▶ _What is being asked_
Beginning with the line that contains "Target: pale center spot" and ending with the line that contains "as (273, 743).", reproduce the lines of the entries below exactly, omitting pictures.

▶ _Extracted entries_
'''
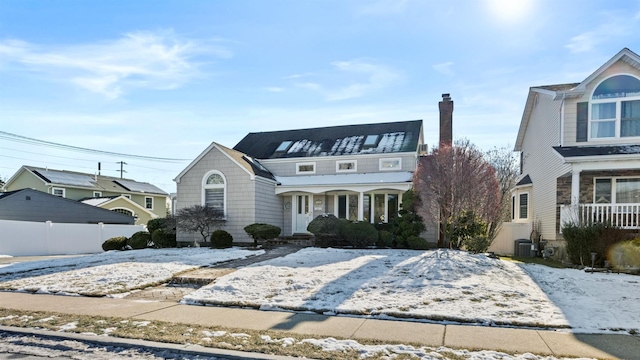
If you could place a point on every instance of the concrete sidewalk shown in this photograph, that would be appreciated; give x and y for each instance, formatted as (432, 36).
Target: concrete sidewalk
(543, 342)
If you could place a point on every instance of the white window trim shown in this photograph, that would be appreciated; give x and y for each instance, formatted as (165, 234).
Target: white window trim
(519, 217)
(298, 165)
(64, 192)
(382, 161)
(206, 186)
(354, 162)
(145, 202)
(618, 119)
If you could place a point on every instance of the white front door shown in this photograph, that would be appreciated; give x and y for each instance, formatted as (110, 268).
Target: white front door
(303, 213)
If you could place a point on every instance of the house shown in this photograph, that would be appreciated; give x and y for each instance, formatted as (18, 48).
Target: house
(287, 178)
(37, 206)
(141, 200)
(579, 147)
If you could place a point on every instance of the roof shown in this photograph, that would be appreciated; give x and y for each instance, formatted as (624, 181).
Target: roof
(390, 137)
(582, 151)
(95, 182)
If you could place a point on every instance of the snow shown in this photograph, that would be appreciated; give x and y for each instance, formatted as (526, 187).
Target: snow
(112, 272)
(439, 285)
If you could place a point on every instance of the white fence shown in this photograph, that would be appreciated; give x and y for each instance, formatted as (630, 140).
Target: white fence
(25, 238)
(504, 242)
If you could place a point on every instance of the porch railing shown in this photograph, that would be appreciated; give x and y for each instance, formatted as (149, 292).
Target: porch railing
(625, 216)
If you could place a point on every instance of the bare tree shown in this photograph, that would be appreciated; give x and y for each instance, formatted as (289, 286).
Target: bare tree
(507, 170)
(200, 219)
(456, 179)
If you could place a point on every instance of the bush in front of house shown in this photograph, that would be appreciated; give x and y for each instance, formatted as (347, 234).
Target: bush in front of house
(359, 234)
(221, 239)
(417, 243)
(259, 231)
(139, 240)
(326, 229)
(161, 238)
(599, 238)
(115, 243)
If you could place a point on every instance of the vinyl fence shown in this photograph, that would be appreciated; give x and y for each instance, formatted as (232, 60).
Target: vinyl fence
(25, 238)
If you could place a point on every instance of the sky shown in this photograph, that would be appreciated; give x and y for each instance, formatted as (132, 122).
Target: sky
(161, 80)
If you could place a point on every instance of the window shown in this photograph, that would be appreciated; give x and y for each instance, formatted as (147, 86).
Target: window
(390, 164)
(615, 108)
(617, 191)
(214, 188)
(523, 209)
(58, 192)
(148, 203)
(306, 168)
(283, 146)
(346, 166)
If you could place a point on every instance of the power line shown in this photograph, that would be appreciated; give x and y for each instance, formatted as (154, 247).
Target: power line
(28, 140)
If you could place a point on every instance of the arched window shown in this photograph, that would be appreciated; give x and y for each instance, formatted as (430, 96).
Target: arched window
(615, 108)
(214, 191)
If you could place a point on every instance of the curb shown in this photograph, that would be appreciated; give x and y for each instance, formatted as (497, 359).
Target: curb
(195, 350)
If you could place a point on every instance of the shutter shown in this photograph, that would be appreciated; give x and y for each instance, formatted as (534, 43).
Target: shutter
(582, 122)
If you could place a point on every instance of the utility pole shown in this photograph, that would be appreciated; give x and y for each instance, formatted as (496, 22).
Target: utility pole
(122, 171)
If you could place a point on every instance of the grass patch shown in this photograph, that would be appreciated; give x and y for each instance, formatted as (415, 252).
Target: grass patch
(535, 260)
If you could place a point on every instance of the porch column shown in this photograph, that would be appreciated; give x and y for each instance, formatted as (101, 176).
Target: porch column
(575, 187)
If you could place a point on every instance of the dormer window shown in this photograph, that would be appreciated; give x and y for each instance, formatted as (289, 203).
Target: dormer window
(284, 146)
(370, 141)
(615, 108)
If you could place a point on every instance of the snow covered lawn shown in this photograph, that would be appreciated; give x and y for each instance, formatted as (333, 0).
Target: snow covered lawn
(437, 285)
(111, 272)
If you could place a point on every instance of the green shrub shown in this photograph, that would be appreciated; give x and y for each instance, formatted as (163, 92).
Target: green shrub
(385, 239)
(221, 239)
(417, 243)
(359, 234)
(115, 243)
(477, 244)
(139, 240)
(163, 239)
(260, 231)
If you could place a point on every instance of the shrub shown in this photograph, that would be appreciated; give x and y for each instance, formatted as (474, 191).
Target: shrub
(477, 244)
(359, 234)
(139, 240)
(326, 229)
(582, 240)
(115, 243)
(417, 243)
(221, 239)
(163, 239)
(260, 231)
(385, 239)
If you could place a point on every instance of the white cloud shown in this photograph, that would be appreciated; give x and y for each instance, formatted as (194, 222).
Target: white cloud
(153, 60)
(444, 68)
(366, 77)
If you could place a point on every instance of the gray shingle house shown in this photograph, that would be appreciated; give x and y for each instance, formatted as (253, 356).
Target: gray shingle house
(287, 178)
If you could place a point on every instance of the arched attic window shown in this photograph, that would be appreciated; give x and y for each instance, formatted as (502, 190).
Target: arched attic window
(214, 191)
(615, 108)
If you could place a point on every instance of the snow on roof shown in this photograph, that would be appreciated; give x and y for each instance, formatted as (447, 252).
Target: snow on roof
(347, 179)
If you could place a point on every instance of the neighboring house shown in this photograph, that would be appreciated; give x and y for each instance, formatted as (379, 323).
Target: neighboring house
(146, 200)
(580, 151)
(287, 178)
(37, 206)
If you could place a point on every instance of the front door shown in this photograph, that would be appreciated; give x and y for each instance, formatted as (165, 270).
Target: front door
(303, 213)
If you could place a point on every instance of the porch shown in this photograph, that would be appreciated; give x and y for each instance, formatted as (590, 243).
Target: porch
(626, 216)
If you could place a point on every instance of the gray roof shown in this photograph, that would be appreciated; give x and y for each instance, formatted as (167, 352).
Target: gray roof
(392, 137)
(578, 151)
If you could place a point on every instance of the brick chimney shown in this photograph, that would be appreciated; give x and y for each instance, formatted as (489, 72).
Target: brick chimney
(446, 119)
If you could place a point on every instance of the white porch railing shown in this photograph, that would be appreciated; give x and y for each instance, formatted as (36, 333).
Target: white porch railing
(626, 216)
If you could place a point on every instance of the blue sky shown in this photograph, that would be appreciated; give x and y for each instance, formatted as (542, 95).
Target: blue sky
(166, 78)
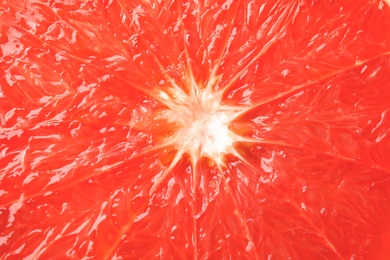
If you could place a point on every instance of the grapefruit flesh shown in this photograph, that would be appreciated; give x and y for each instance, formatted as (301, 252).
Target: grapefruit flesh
(194, 129)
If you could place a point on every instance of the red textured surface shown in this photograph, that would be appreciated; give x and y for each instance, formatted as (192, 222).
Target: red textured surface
(83, 137)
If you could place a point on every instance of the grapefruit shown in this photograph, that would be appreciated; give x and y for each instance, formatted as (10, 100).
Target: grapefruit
(179, 129)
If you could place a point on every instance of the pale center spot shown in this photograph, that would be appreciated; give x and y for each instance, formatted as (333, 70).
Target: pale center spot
(203, 125)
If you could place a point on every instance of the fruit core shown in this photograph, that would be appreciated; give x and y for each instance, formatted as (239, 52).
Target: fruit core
(203, 124)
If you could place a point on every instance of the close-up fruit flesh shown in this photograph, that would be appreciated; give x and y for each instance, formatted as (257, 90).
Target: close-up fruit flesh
(180, 129)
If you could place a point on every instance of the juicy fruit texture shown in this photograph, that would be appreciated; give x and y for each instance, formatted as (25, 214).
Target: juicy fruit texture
(194, 129)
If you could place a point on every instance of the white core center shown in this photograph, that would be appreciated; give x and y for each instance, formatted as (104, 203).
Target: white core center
(203, 126)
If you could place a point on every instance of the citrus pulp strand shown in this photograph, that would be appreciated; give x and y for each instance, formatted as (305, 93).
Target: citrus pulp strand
(326, 118)
(335, 202)
(108, 202)
(305, 56)
(168, 220)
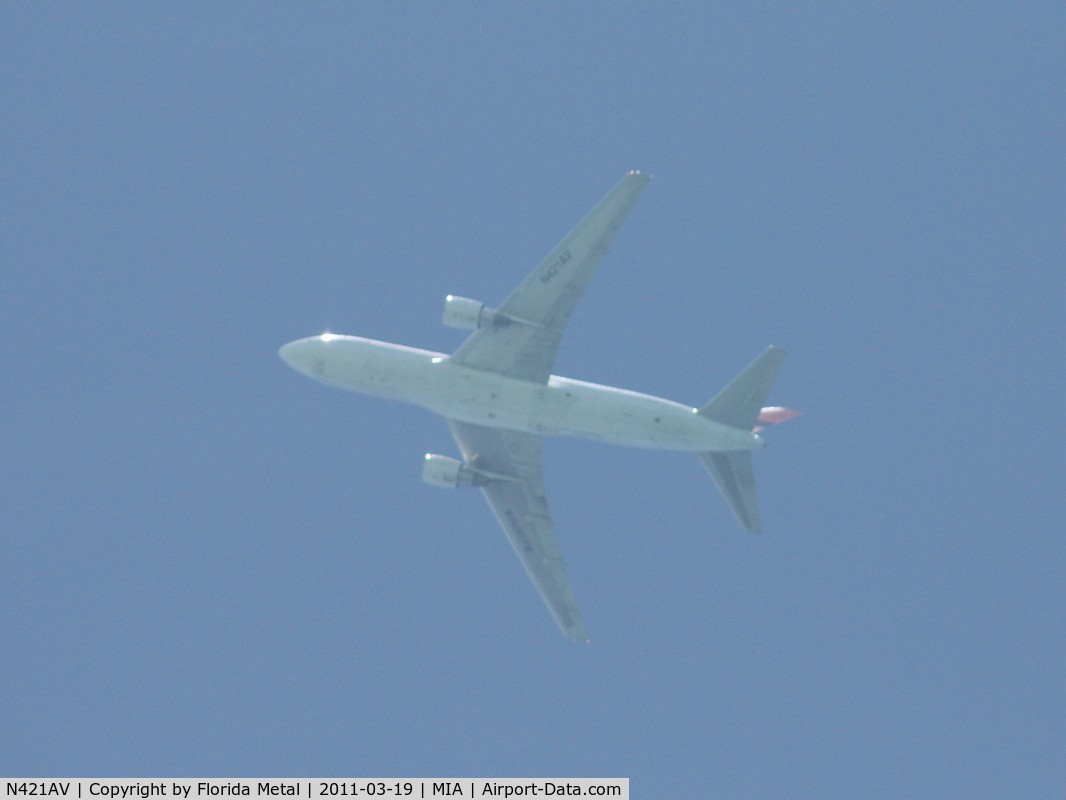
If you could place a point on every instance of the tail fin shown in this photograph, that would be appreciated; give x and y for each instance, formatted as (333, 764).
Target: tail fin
(739, 404)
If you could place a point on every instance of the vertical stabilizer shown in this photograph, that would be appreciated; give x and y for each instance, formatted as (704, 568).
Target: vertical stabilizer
(739, 404)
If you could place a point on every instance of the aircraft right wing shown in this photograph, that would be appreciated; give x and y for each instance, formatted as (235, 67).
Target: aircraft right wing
(523, 340)
(519, 505)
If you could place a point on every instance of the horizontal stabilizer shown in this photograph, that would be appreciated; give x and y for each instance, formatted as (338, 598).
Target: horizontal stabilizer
(733, 475)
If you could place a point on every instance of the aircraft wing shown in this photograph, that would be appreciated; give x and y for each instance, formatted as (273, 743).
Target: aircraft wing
(522, 511)
(525, 338)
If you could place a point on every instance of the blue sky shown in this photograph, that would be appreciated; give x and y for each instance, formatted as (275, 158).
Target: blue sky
(213, 566)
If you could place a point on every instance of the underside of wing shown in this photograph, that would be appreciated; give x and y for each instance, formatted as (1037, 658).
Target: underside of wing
(516, 496)
(528, 326)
'''
▶ _Task answer_
Target: pale center spot
(203, 125)
If you could place a point on every instance of the fruit core shown in this photograph, that would be appreciated; give x and y for each instance, formatted as (239, 52).
Target: fruit core
(203, 124)
If you could place a point on every instance of the close-up fruit flesh shown in this photograph, that would be appreciated; give x and y for each instance, formatted as (257, 90).
Target: close-up fruit flesh
(180, 129)
If you could place a point on every instance of the juicy fruit texture shown in this photograph, that would be appreciated; give x and y for each instance, formatted as (25, 214).
Target: juicy fruit texture
(194, 129)
If you could place a point on every instance of the white core center shown in this photograph, that would be appreciated; give x and y for each instance, formatted as (104, 203).
Target: white core center
(203, 126)
If you could place a point on every instance of the citrus pulp strand shown in this photograph, that would be appreciated; give x and y for each instance, formatted as (305, 93).
Target: citrus pulp strand
(326, 118)
(335, 202)
(108, 202)
(305, 56)
(168, 220)
If you could place a point on every instance of the tail fin shown in this photograph, that would be appreciated; give x and y for each instance, formatted as (333, 764).
Target: tail fin
(739, 404)
If you could place a point on every instance of the vertical stabilizer shown in this photograph, that would be appreciated; give x and y for each instance, formatted as (704, 568).
Target: vertical stabilizer
(739, 404)
If you could place a point on every instance of the aircraft right wing shown in this photograph, that would be appreciated; give x and y for each instance, formatted as (235, 67).
Target: aircraft right wing
(523, 340)
(519, 505)
If you could place a point on every instance of the horizontal stabilizer shown in this photograph, that would be appreciated; give x and y for each instance, formatted as (338, 598).
Target: horizontal stabilizer
(733, 475)
If you could place a point on every instance of the aircraft wing shown in this photograph, that would be appreciated; give x and y for each instance, formatted as (273, 743).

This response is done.